What the task requires
Please render all of the material below as a Markdown table with two columns, "Row" for the row number and "Line" for the line itself, leaving out blank lines.

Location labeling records
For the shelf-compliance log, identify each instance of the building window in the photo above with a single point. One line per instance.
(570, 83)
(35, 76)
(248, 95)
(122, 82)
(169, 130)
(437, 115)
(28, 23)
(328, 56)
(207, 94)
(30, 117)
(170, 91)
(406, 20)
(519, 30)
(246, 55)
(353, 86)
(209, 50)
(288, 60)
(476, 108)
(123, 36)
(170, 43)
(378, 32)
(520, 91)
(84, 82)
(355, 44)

Exercise output
| Row | Line |
|---|---|
| 1 | For the shelf-compliance log, identify each instance of the building window in the photo above with a single point. One line per instance. |
| 2 | (570, 83) |
| 3 | (35, 76) |
| 4 | (248, 95) |
| 5 | (122, 82) |
| 6 | (169, 130) |
| 7 | (437, 115) |
| 8 | (28, 23) |
| 9 | (328, 56) |
| 10 | (207, 94) |
| 11 | (30, 117) |
| 12 | (170, 91) |
| 13 | (406, 20) |
| 14 | (519, 30) |
| 15 | (246, 55) |
| 16 | (353, 86) |
| 17 | (209, 50) |
| 18 | (288, 60) |
| 19 | (476, 108) |
| 20 | (123, 36) |
| 21 | (170, 43) |
| 22 | (378, 32) |
| 23 | (520, 91) |
| 24 | (84, 82) |
| 25 | (355, 44) |